Task goal ->
Look through the records below and copy each line that includes the word "teeth".

START Material provided

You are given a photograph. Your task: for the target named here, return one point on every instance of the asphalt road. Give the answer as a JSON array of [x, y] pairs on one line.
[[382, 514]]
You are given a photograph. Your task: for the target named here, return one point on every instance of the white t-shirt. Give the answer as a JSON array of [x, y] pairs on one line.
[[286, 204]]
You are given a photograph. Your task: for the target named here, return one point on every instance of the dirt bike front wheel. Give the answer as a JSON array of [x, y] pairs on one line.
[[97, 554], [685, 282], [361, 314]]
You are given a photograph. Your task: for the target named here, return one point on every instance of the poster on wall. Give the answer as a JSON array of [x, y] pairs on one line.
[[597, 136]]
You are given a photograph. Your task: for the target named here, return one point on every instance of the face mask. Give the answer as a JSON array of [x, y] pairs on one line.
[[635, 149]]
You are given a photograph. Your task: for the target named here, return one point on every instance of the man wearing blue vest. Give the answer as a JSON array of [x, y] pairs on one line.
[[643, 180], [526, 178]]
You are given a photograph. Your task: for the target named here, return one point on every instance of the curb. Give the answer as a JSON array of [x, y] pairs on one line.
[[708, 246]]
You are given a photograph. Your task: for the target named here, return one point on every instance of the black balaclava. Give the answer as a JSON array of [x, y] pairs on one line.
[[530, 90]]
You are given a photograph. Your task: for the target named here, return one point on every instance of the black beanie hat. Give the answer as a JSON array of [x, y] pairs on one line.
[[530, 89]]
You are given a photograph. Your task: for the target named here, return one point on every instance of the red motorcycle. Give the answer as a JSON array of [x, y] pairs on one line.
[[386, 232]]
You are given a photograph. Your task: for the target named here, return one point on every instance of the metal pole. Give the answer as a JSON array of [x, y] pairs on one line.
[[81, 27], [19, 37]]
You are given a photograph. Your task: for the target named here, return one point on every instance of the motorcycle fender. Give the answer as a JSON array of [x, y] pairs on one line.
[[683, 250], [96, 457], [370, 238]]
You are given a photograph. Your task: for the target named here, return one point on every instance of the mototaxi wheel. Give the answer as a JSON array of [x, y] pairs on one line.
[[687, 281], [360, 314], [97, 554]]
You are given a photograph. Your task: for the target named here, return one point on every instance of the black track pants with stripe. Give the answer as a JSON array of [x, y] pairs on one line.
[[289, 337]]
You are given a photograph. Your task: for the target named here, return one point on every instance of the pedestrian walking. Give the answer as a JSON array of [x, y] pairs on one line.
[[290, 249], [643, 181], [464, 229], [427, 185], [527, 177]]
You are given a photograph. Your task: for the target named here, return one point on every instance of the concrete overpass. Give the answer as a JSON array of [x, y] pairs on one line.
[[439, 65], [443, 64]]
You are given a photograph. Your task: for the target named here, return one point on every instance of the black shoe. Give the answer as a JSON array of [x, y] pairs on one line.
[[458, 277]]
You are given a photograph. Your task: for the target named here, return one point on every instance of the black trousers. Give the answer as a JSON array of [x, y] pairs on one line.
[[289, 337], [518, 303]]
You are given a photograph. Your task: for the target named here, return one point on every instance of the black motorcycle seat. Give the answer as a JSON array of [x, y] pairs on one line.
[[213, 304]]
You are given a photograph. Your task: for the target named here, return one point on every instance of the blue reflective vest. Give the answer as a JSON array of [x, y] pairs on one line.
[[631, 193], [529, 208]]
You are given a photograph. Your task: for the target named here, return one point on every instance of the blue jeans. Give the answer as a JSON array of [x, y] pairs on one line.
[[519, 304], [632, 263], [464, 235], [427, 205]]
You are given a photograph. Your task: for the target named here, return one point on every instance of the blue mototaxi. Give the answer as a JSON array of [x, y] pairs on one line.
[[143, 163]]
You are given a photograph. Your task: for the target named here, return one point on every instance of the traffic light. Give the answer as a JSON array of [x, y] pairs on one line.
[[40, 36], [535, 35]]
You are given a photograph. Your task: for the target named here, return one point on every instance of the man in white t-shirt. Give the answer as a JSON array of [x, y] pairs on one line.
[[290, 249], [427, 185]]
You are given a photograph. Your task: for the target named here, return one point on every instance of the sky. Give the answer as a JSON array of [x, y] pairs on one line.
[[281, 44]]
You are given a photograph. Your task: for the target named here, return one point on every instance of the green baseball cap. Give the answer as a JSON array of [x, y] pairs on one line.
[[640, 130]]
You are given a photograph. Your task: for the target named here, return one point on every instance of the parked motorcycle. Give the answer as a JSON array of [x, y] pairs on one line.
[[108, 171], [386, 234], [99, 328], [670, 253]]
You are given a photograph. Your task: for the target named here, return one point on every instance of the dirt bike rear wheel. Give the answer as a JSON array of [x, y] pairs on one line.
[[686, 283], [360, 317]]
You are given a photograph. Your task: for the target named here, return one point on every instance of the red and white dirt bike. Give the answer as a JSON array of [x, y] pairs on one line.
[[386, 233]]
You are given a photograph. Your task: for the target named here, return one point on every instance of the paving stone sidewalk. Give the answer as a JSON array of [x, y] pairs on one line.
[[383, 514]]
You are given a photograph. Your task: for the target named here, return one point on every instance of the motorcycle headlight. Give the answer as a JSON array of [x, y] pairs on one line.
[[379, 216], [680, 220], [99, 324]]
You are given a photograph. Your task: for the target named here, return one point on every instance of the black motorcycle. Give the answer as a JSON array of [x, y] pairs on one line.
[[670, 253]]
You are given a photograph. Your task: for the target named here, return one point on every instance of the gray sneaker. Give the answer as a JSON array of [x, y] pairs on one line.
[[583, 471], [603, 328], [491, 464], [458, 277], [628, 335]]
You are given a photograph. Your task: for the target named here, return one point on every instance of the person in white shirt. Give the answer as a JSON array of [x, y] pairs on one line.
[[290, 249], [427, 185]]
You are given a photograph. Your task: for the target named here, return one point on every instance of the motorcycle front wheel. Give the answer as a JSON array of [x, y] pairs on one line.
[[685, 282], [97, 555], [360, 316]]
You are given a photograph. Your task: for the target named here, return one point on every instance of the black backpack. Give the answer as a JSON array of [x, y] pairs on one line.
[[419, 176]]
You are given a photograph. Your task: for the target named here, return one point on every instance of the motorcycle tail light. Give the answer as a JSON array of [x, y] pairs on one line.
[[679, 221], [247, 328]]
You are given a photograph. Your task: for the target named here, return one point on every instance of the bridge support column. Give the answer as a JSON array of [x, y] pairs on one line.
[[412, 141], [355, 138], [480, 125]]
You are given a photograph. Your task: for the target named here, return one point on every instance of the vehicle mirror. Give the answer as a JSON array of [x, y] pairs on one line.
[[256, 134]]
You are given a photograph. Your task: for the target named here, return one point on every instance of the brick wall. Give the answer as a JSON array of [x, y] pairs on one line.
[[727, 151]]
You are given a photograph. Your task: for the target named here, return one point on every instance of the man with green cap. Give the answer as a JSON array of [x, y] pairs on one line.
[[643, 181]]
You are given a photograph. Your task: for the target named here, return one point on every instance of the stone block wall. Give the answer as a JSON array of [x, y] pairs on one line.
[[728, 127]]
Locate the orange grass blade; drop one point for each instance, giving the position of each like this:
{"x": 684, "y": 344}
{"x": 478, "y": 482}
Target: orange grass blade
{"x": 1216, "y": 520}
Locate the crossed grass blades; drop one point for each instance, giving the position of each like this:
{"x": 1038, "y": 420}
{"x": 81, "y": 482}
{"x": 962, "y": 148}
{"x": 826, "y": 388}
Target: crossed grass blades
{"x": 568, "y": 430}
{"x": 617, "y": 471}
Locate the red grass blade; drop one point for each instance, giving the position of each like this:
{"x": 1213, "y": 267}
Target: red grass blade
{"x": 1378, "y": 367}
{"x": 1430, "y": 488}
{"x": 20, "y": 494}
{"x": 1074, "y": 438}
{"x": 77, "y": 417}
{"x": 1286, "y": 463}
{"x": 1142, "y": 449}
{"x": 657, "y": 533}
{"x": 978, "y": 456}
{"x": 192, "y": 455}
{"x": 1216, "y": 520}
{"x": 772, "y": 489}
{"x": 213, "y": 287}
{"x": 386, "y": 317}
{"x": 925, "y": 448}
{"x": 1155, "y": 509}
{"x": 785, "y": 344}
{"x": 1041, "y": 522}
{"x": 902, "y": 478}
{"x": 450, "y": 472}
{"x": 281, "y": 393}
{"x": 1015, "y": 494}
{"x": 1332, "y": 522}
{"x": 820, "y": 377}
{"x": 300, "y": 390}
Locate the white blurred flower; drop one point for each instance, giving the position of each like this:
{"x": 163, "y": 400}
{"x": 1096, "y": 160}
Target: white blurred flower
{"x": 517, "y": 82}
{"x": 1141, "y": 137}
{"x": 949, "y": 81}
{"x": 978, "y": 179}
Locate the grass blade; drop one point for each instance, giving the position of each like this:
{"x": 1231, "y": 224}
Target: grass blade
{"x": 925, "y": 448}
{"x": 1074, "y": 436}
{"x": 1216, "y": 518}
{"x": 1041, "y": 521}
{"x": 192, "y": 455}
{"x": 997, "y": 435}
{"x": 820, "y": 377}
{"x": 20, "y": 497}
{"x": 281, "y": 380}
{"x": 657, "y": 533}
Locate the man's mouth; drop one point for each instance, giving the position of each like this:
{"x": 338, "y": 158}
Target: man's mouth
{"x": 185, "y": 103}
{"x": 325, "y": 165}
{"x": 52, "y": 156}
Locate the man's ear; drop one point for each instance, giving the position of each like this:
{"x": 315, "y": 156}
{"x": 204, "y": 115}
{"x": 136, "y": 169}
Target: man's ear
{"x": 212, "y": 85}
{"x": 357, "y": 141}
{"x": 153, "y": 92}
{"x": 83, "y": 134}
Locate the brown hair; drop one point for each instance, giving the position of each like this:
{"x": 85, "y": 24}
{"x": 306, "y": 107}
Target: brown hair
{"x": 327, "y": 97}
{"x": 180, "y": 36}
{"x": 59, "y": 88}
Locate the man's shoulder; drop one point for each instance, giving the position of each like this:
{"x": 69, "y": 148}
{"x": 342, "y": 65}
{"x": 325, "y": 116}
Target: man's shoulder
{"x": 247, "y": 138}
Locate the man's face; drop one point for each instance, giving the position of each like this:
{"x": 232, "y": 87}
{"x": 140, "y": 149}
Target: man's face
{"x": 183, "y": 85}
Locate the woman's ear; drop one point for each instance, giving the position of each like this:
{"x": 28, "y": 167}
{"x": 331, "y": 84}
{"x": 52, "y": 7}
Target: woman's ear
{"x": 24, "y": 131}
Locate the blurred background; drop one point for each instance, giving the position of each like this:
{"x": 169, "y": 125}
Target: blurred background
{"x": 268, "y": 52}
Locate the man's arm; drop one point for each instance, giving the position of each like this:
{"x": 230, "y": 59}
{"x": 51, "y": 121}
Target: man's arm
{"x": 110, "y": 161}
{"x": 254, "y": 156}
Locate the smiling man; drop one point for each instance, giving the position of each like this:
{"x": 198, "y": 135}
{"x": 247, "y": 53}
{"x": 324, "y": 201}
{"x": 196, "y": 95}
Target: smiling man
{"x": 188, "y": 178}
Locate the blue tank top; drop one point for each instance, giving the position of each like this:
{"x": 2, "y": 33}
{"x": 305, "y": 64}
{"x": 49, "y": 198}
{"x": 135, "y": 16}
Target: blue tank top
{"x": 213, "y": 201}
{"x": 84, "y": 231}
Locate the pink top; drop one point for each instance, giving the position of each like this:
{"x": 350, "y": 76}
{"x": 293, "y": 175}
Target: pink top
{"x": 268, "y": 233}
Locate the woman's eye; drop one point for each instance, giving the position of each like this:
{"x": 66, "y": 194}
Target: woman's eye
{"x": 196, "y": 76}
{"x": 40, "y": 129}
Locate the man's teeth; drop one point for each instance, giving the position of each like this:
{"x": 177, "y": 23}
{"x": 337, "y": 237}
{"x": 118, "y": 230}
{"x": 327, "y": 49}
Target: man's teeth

END Material provided

Task answer ->
Locate the man's teeth; drop one point for each instance, giving the position of each like this:
Target: man's teeth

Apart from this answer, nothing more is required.